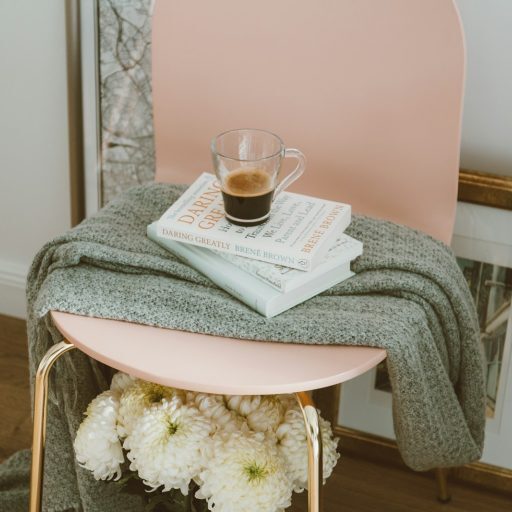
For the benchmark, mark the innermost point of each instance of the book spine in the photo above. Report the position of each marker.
(247, 250)
(231, 282)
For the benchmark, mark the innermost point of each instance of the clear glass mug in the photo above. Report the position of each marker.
(247, 163)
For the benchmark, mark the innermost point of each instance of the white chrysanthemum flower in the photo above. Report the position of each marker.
(268, 415)
(166, 444)
(291, 435)
(121, 382)
(138, 397)
(243, 405)
(245, 473)
(97, 444)
(214, 408)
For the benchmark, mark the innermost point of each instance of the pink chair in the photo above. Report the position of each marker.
(370, 91)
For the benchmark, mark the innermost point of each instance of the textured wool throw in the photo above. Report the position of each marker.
(408, 297)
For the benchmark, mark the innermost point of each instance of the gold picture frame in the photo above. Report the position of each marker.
(474, 187)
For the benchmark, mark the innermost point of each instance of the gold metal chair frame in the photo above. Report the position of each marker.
(309, 412)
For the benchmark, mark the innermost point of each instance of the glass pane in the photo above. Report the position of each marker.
(491, 288)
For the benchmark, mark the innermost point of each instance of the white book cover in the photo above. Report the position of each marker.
(298, 234)
(250, 290)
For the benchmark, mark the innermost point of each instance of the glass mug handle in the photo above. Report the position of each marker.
(296, 173)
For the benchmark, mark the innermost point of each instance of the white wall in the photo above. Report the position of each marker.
(34, 182)
(487, 125)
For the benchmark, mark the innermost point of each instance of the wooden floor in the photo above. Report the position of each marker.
(356, 486)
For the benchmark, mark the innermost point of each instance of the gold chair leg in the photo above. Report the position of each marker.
(39, 432)
(315, 462)
(443, 491)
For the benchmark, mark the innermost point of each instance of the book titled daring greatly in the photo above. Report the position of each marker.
(298, 234)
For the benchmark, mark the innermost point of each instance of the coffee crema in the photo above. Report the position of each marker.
(247, 195)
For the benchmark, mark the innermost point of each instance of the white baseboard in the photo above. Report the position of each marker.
(12, 289)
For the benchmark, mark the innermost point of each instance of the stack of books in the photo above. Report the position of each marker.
(298, 253)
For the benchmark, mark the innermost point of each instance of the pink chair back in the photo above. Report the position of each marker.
(371, 91)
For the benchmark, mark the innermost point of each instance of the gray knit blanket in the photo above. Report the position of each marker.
(408, 297)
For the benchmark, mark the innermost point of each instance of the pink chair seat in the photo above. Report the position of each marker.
(214, 364)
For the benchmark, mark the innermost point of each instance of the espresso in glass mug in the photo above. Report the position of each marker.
(247, 164)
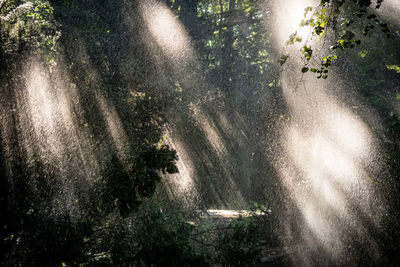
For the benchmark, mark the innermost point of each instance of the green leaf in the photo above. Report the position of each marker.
(304, 69)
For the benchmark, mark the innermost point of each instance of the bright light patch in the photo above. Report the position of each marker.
(166, 29)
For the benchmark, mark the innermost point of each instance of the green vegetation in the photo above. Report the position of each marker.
(93, 192)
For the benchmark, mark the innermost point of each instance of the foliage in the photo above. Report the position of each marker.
(341, 22)
(240, 244)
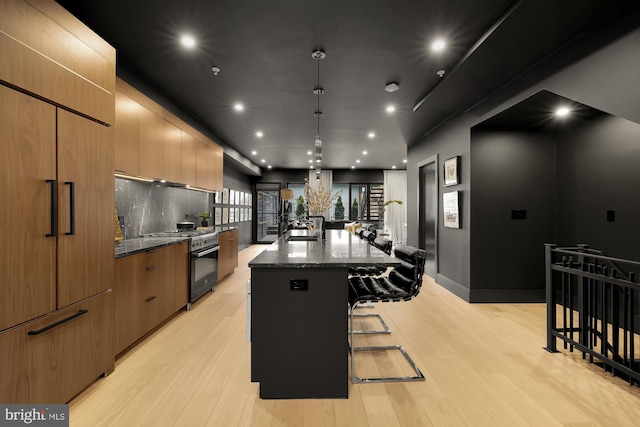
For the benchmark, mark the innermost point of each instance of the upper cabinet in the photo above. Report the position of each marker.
(55, 57)
(127, 134)
(155, 144)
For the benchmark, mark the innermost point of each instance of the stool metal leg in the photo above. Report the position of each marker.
(357, 380)
(385, 329)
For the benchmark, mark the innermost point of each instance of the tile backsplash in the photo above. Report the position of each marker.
(149, 207)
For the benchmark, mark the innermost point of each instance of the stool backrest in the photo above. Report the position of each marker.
(408, 275)
(383, 244)
(369, 235)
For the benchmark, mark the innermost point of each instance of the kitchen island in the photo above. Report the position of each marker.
(298, 312)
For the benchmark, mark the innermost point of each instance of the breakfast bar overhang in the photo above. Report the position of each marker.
(299, 313)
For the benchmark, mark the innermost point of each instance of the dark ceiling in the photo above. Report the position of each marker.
(263, 49)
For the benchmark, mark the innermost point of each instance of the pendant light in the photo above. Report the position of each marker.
(318, 55)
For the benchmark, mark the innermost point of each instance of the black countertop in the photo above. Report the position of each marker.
(340, 249)
(142, 244)
(133, 246)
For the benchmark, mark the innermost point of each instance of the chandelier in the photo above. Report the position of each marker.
(318, 55)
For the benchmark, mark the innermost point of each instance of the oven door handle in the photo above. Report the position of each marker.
(206, 252)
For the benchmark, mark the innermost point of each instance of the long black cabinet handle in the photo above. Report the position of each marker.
(72, 207)
(58, 323)
(54, 207)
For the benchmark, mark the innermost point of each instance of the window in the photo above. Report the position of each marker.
(366, 201)
(359, 201)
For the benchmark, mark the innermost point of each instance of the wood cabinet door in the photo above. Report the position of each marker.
(188, 159)
(85, 205)
(127, 134)
(202, 164)
(46, 362)
(125, 292)
(217, 167)
(28, 257)
(172, 152)
(151, 144)
(157, 287)
(181, 257)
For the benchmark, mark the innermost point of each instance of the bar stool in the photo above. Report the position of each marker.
(402, 284)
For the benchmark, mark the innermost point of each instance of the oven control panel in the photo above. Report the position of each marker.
(204, 241)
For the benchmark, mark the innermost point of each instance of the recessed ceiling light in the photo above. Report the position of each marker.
(391, 87)
(438, 45)
(188, 41)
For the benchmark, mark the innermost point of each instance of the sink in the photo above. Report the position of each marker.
(302, 239)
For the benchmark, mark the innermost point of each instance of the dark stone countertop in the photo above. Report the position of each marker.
(222, 229)
(340, 249)
(133, 246)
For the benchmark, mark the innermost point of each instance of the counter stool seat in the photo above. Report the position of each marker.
(402, 284)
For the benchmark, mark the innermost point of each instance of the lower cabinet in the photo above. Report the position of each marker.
(228, 256)
(51, 359)
(149, 287)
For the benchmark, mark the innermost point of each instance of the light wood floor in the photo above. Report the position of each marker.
(485, 366)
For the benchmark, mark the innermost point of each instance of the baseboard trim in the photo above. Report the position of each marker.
(507, 296)
(496, 296)
(454, 287)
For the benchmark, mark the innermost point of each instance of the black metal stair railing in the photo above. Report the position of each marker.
(593, 307)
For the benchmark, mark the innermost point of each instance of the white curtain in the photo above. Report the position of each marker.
(326, 177)
(395, 215)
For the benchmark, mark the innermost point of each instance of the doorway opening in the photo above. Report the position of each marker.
(428, 213)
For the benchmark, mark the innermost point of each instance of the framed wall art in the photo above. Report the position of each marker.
(451, 209)
(451, 171)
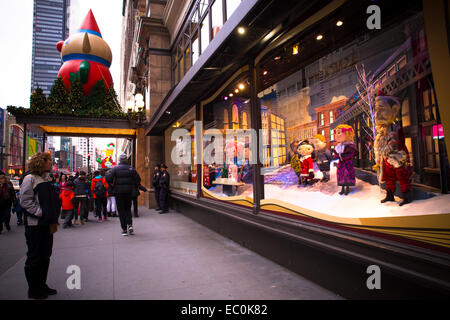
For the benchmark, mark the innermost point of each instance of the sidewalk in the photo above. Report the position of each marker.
(169, 257)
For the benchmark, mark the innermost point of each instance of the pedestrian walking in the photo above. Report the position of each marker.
(164, 184)
(124, 178)
(99, 189)
(155, 183)
(67, 197)
(80, 200)
(39, 202)
(135, 195)
(111, 201)
(7, 199)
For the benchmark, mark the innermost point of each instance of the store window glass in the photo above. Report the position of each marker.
(217, 17)
(180, 154)
(205, 33)
(227, 169)
(232, 6)
(325, 145)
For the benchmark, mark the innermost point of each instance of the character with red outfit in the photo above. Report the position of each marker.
(391, 154)
(345, 151)
(306, 150)
(66, 197)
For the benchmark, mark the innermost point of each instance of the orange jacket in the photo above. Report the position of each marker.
(94, 181)
(66, 196)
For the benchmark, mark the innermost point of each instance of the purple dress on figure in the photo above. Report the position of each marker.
(345, 171)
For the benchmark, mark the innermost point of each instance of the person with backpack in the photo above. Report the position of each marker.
(67, 196)
(124, 179)
(99, 188)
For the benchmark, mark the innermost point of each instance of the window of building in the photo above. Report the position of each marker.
(205, 31)
(180, 154)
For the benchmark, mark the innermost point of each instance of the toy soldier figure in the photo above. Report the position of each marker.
(164, 184)
(155, 183)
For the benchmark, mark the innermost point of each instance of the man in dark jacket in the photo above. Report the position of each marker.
(155, 183)
(39, 201)
(164, 184)
(124, 179)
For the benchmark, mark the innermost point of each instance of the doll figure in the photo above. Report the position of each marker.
(296, 165)
(323, 156)
(345, 151)
(306, 151)
(391, 154)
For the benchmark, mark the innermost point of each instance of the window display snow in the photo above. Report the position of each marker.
(362, 202)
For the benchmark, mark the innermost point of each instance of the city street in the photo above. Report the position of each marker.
(170, 257)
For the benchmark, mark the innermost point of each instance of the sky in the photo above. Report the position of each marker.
(16, 42)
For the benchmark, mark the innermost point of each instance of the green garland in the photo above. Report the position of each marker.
(99, 104)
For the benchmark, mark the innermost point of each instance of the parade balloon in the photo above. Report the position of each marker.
(86, 57)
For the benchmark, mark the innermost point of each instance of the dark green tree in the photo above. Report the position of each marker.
(38, 101)
(58, 99)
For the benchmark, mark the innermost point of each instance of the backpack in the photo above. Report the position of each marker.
(99, 189)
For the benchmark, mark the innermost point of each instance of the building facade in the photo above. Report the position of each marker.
(241, 65)
(50, 25)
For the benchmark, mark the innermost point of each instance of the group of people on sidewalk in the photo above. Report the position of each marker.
(42, 203)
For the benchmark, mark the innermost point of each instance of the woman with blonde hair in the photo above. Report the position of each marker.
(39, 201)
(345, 151)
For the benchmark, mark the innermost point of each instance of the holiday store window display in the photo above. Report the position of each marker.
(321, 183)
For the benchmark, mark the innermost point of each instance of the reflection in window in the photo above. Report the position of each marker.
(183, 176)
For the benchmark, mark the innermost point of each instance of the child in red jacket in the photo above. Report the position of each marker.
(66, 197)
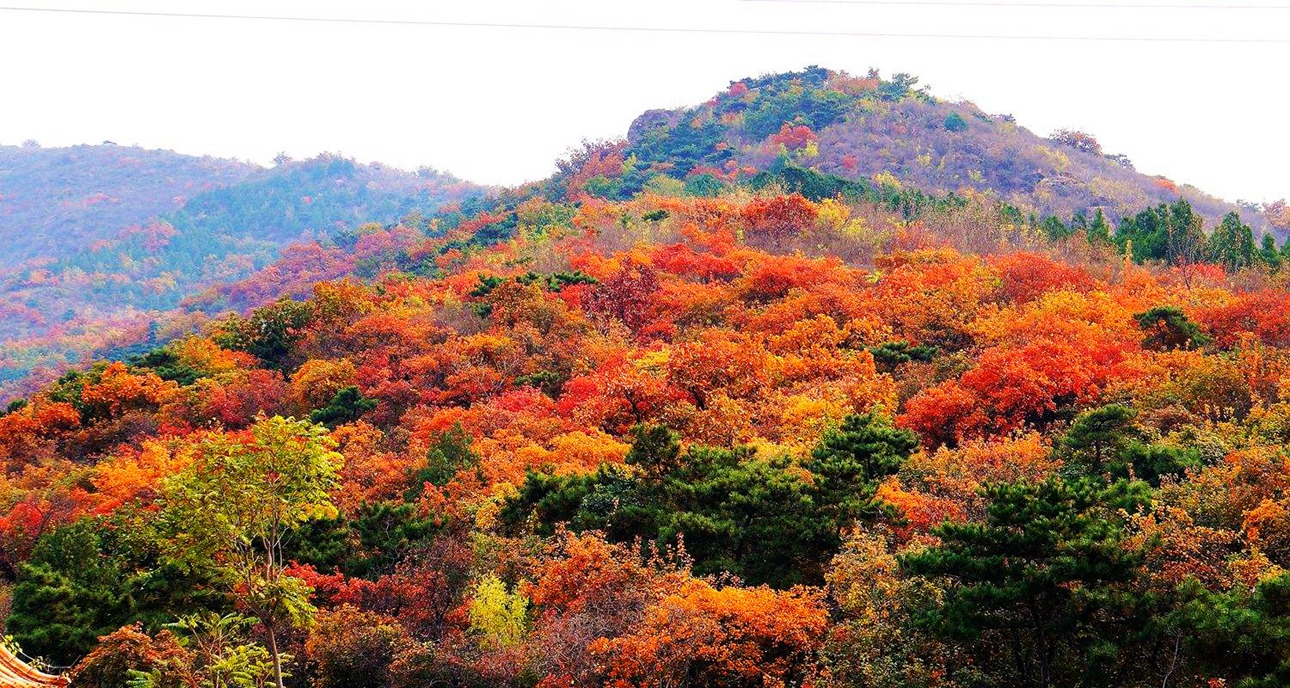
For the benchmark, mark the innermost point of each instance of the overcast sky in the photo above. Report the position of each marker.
(498, 105)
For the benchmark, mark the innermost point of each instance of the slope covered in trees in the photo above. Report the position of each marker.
(779, 430)
(752, 439)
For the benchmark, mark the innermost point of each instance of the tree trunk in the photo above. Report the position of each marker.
(272, 653)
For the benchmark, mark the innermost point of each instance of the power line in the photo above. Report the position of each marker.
(644, 29)
(1019, 4)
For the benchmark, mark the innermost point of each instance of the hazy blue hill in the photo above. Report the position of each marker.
(54, 202)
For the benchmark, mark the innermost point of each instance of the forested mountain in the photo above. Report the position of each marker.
(653, 422)
(893, 133)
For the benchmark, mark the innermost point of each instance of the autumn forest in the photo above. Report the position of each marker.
(824, 382)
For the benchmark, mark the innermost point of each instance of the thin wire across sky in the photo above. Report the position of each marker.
(538, 26)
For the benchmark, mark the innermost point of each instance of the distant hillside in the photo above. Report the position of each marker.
(57, 200)
(888, 133)
(93, 279)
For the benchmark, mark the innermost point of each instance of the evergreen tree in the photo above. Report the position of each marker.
(1097, 434)
(1040, 590)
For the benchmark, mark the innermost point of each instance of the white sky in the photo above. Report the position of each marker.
(499, 105)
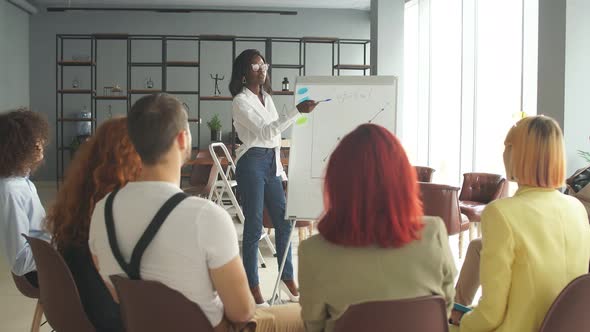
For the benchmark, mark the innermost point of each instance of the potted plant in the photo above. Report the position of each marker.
(215, 126)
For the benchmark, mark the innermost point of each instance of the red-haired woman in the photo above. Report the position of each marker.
(106, 161)
(374, 243)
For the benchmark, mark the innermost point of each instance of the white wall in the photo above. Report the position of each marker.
(577, 84)
(14, 56)
(550, 85)
(308, 22)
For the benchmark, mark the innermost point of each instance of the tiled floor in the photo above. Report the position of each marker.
(16, 311)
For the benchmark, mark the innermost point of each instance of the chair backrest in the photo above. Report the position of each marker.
(483, 187)
(58, 293)
(427, 313)
(424, 174)
(150, 306)
(25, 287)
(200, 172)
(442, 200)
(569, 311)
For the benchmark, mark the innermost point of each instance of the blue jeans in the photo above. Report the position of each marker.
(259, 187)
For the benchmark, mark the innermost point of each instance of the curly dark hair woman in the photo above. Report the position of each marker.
(108, 160)
(23, 137)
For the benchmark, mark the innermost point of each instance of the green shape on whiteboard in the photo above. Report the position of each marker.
(302, 100)
(302, 120)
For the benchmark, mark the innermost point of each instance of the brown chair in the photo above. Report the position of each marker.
(202, 177)
(27, 289)
(477, 191)
(442, 201)
(304, 227)
(424, 174)
(569, 311)
(58, 292)
(427, 313)
(150, 306)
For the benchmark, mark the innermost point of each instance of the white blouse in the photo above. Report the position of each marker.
(260, 125)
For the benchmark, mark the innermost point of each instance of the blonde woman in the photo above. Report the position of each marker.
(533, 244)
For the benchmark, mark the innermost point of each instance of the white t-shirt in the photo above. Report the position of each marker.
(197, 236)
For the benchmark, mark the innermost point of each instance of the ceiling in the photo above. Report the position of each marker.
(293, 4)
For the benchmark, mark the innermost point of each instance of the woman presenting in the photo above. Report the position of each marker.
(259, 172)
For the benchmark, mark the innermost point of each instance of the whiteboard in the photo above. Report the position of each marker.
(354, 100)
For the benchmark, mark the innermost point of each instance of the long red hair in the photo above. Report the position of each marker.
(371, 192)
(106, 161)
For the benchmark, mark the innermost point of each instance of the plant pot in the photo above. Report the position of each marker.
(216, 135)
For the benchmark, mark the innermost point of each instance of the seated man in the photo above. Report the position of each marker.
(195, 251)
(23, 136)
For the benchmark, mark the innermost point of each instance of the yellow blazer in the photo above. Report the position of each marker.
(332, 277)
(534, 244)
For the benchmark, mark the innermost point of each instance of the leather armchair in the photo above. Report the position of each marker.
(424, 174)
(478, 190)
(442, 201)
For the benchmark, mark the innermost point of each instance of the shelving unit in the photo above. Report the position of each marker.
(161, 65)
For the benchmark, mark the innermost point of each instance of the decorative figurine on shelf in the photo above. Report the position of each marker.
(217, 92)
(215, 126)
(116, 90)
(76, 142)
(106, 91)
(84, 128)
(149, 83)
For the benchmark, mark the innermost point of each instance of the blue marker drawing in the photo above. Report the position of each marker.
(303, 99)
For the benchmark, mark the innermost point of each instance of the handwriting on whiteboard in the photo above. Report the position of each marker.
(353, 95)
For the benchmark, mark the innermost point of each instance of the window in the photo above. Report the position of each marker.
(465, 82)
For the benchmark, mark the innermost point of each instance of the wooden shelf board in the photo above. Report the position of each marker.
(75, 91)
(217, 37)
(352, 67)
(144, 91)
(319, 39)
(111, 35)
(183, 92)
(75, 63)
(110, 97)
(146, 64)
(217, 98)
(76, 120)
(283, 93)
(182, 63)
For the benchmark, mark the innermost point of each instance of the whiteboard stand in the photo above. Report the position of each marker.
(292, 220)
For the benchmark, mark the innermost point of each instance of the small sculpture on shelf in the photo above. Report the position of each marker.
(116, 90)
(149, 83)
(215, 126)
(216, 91)
(107, 90)
(84, 127)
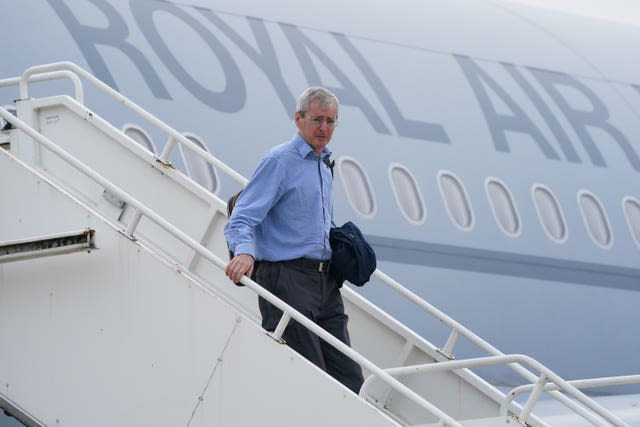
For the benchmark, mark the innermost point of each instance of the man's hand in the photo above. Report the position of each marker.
(239, 266)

============

## GIVEN EXERCISE
Without the pictures, retype exactly the lines from the one that holds "the wooden shelf" to the last line of the data above, both of them included.

## ANSWER TO THE PROBLEM
For the benchmark, mark the innermost point of each instance of the wooden shelf board in the photo above. Report the position of each marker.
(75, 91)
(217, 37)
(352, 67)
(144, 91)
(319, 39)
(111, 35)
(183, 92)
(75, 63)
(110, 97)
(146, 64)
(217, 98)
(76, 120)
(283, 93)
(182, 63)
For the benchmark, mark the innermost point of each instance of the whiteboard stand in the photo above. Report the position of each marker.
(292, 220)
For the benchmark, mark the innermost point of each instance of the small sculpture on shelf in the photo above. Report the position of each marker.
(116, 90)
(149, 83)
(215, 126)
(216, 91)
(107, 90)
(84, 127)
For the benchmark, mark the innermost point of each instance of the man's hand in the photo above. Report the position of each marker.
(239, 266)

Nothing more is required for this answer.